Instructions for the task: Can you lay out every line of the records below as a Markdown table with the columns "Row" and "Line", numbering each row and leaving out blank lines?

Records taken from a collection

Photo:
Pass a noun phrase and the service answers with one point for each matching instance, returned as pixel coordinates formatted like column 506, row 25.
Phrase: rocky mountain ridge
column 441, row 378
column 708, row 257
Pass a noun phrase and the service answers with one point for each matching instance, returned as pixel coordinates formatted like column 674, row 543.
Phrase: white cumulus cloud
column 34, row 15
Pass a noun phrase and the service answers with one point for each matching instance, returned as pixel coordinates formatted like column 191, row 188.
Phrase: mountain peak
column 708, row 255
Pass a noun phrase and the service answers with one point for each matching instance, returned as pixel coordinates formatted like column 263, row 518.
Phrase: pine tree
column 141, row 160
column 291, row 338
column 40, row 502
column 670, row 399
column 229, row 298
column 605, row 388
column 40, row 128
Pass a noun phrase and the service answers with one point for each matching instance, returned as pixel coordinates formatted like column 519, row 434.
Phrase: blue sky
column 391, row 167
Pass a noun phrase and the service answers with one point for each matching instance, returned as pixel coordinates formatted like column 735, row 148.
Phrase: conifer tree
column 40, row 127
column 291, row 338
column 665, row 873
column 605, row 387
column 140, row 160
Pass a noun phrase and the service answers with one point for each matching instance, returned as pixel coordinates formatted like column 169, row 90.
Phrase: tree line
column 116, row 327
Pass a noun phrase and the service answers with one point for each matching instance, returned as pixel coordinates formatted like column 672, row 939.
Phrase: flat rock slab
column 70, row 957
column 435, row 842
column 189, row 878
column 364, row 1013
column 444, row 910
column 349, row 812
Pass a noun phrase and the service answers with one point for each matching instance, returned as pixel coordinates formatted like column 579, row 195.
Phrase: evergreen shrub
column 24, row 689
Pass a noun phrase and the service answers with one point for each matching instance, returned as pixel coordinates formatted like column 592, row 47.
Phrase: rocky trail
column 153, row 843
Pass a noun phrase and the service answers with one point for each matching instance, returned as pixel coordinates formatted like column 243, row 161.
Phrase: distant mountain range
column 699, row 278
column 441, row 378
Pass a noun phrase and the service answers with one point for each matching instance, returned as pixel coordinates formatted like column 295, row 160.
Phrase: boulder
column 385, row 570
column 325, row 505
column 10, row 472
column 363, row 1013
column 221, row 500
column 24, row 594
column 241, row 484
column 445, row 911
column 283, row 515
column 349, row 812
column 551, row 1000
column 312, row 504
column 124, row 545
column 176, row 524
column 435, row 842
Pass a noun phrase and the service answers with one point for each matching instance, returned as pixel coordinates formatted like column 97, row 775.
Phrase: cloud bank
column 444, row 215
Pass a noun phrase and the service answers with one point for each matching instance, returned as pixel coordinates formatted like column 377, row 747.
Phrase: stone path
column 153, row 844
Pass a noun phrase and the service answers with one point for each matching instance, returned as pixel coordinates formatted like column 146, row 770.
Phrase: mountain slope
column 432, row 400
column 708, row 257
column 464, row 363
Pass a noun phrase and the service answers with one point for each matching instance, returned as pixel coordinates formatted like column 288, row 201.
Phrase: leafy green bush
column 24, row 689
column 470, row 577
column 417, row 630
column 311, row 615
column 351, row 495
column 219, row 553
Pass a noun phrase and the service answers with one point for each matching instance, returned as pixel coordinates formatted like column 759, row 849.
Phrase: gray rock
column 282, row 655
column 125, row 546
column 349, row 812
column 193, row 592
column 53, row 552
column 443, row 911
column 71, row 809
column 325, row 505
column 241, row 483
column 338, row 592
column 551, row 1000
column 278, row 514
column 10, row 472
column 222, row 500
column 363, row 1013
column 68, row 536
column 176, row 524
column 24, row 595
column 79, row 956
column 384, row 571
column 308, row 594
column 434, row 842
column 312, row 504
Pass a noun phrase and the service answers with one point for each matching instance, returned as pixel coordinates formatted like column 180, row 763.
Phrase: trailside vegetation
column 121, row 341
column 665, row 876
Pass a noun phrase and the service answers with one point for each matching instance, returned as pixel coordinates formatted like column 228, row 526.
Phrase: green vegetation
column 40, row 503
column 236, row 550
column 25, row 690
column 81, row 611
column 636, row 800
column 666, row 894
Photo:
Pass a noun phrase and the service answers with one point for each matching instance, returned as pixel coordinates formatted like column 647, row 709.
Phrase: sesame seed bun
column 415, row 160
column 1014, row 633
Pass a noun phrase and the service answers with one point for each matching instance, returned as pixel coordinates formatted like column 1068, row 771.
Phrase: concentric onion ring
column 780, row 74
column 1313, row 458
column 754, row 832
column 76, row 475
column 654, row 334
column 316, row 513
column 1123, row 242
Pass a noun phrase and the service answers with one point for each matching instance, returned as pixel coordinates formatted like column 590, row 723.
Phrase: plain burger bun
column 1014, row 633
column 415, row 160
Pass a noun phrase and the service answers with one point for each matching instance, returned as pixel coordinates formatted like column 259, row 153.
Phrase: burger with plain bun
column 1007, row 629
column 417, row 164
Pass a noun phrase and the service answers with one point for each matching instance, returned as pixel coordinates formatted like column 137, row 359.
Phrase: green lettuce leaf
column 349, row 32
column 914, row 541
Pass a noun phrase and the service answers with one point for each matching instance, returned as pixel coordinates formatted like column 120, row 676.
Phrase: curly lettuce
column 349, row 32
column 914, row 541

Solution:
| Row | Line |
|---|---|
| 1 | Photo: |
| 2 | Pass a noun phrase and the service answers with one point for each matching instance, returned as pixel coordinates formatted like column 506, row 25. |
| 3 | Phrase: rocky mountain ridge |
| 4 | column 441, row 378 |
| 5 | column 708, row 257 |
| 6 | Pass a noun phrase and the service answers with one point for each matching instance, returned as pixel coordinates formatted like column 674, row 543. |
| 7 | Phrase: white cumulus cloud |
| 8 | column 34, row 15 |
| 9 | Pass a noun phrase and the service answers with one point for each matching instance, returned as pixel coordinates formatted like column 191, row 188. |
| 10 | Phrase: mountain peak |
| 11 | column 708, row 255 |
| 12 | Pass a noun phrase and the service answers with one point for each matching instance, returned as pixel coordinates formatted like column 263, row 518. |
| 13 | Phrase: pine tree |
| 14 | column 141, row 160 |
| 15 | column 291, row 338 |
| 16 | column 40, row 502 |
| 17 | column 670, row 399 |
| 18 | column 229, row 298 |
| 19 | column 605, row 388 |
| 20 | column 40, row 128 |
| 21 | Pass a noun phrase and the service answers with one point for each matching instance, returned as pixel coordinates formatted like column 519, row 434. |
| 22 | Phrase: blue sky |
| 23 | column 391, row 167 |
| 24 | Pass a noun phrase and the service answers with one point for each matching instance, returned as pixel coordinates formatted like column 735, row 148. |
| 25 | Phrase: conifer tree |
| 26 | column 40, row 127 |
| 27 | column 291, row 338 |
| 28 | column 665, row 873 |
| 29 | column 605, row 387 |
| 30 | column 140, row 160 |
| 31 | Pass a noun phrase and the service answers with one point for each matching instance, returned as pixel coordinates formatted like column 169, row 90. |
| 32 | Phrase: tree line |
| 33 | column 116, row 327 |
| 34 | Pass a noun phrase and the service answers with one point for each matching instance, returned as pixel coordinates formatted like column 672, row 939. |
| 35 | Phrase: flat rock slab |
| 36 | column 70, row 957 |
| 37 | column 435, row 842 |
| 38 | column 189, row 878 |
| 39 | column 364, row 1013 |
| 40 | column 444, row 910 |
| 41 | column 349, row 812 |
| 42 | Pass a noun phrase and the service answers with one point for each matching instance, returned as pixel coordinates formatted like column 579, row 195. |
| 43 | Phrase: evergreen shrub |
| 44 | column 24, row 689 |
| 45 | Pass a noun phrase and the service answers with one point for each matching instance, returned as pixel coordinates formatted like column 592, row 47. |
| 46 | Phrase: rocky trail |
| 47 | column 153, row 843 |
| 48 | Pass a noun phrase and the service answers with one point for each matching instance, returned as pixel coordinates formatted like column 243, row 161. |
| 49 | Phrase: distant mountain range |
| 50 | column 699, row 278 |
| 51 | column 441, row 378 |
| 52 | Pass a noun phrase and the service answers with one point for each matching instance, returned as pixel coordinates formatted like column 295, row 160. |
| 53 | Phrase: boulder |
| 54 | column 385, row 570 |
| 55 | column 325, row 505 |
| 56 | column 10, row 472 |
| 57 | column 363, row 1013 |
| 58 | column 221, row 500 |
| 59 | column 24, row 594 |
| 60 | column 241, row 484 |
| 61 | column 445, row 911 |
| 62 | column 283, row 515 |
| 63 | column 349, row 812 |
| 64 | column 551, row 1000 |
| 65 | column 312, row 504 |
| 66 | column 124, row 545 |
| 67 | column 176, row 524 |
| 68 | column 435, row 842 |
| 69 | Pass a noun phrase and the service answers with one point for each matching instance, returned as pixel coordinates formatted like column 97, row 775. |
| 70 | Phrase: cloud bank |
| 71 | column 444, row 215 |
| 72 | Pass a noun phrase and the service answers with one point for each matching instance, returned as pixel coordinates formatted like column 377, row 747. |
| 73 | Phrase: stone path |
| 74 | column 153, row 844 |
| 75 | Pass a noun phrase and the service answers with one point for each matching instance, returned as pixel coordinates formatted like column 146, row 770. |
| 76 | Phrase: mountain slope |
| 77 | column 432, row 400 |
| 78 | column 708, row 257 |
| 79 | column 464, row 363 |
| 80 | Pass a noun phrase and the service answers with one point for each matching instance, returned as pixel coordinates formatted like column 288, row 201. |
| 81 | Phrase: leafy green bush |
| 82 | column 24, row 689 |
| 83 | column 470, row 577 |
| 84 | column 417, row 630 |
| 85 | column 311, row 615 |
| 86 | column 351, row 495 |
| 87 | column 219, row 553 |
| 88 | Pass a noun phrase and the service answers with one point for each matching instance, returned as pixel coordinates formatted like column 759, row 849. |
| 89 | Phrase: gray rock |
| 90 | column 282, row 655 |
| 91 | column 125, row 546 |
| 92 | column 349, row 812 |
| 93 | column 193, row 592 |
| 94 | column 53, row 552 |
| 95 | column 443, row 911 |
| 96 | column 71, row 809 |
| 97 | column 325, row 505 |
| 98 | column 241, row 483 |
| 99 | column 338, row 592 |
| 100 | column 551, row 1000 |
| 101 | column 278, row 514 |
| 102 | column 10, row 472 |
| 103 | column 222, row 500 |
| 104 | column 363, row 1013 |
| 105 | column 68, row 536 |
| 106 | column 176, row 524 |
| 107 | column 24, row 595 |
| 108 | column 79, row 956 |
| 109 | column 384, row 571 |
| 110 | column 308, row 594 |
| 111 | column 434, row 842 |
| 112 | column 312, row 504 |
| 113 | Pass a noun phrase and the service answers with one point for each matching instance, returned as pixel coordinates formatted like column 180, row 763. |
| 114 | Phrase: trailside vegetation |
| 115 | column 121, row 341 |
| 116 | column 665, row 876 |
| 117 | Pass a noun phrase and the service answers with one point for each matching instance, returned as pixel coordinates formatted like column 228, row 526. |
| 118 | Phrase: green vegetation |
| 119 | column 40, row 503 |
| 120 | column 236, row 550 |
| 121 | column 25, row 690 |
| 122 | column 81, row 611 |
| 123 | column 636, row 800 |
| 124 | column 666, row 894 |
| 125 | Photo: |
| 126 | Pass a noun phrase and the service answers with one point for each matching instance, returned as pixel coordinates formatted like column 647, row 709. |
| 127 | Phrase: sesame seed bun |
| 128 | column 415, row 160 |
| 129 | column 1014, row 633 |
| 130 | Pass a noun phrase and the service answers with one point for each matching instance, returned as pixel coordinates formatted like column 1068, row 771. |
| 131 | Phrase: concentric onion ring |
| 132 | column 780, row 74 |
| 133 | column 1313, row 458 |
| 134 | column 754, row 832 |
| 135 | column 76, row 475 |
| 136 | column 654, row 334 |
| 137 | column 316, row 513 |
| 138 | column 1123, row 242 |
| 139 | Pass a noun phrase and the service answers with one point for each matching instance, returned as pixel coordinates formatted like column 590, row 723. |
| 140 | Phrase: plain burger bun |
| 141 | column 1014, row 633 |
| 142 | column 415, row 160 |
| 143 | Pass a noun phrase and the service answers with one point for each matching instance, returned as pixel coordinates formatted like column 259, row 153. |
| 144 | Phrase: burger with plain bun |
| 145 | column 1007, row 629 |
| 146 | column 417, row 164 |
| 147 | Pass a noun phrase and the service answers with one point for each matching instance, returned as pixel coordinates formatted like column 137, row 359. |
| 148 | Phrase: green lettuce leaf |
| 149 | column 349, row 32 |
| 150 | column 914, row 541 |
| 151 | Pass a noun phrase and the service answers with one point for each matching instance, returned as pixel coordinates formatted like column 120, row 676. |
| 152 | Phrase: curly lettuce |
| 153 | column 349, row 32 |
| 154 | column 914, row 541 |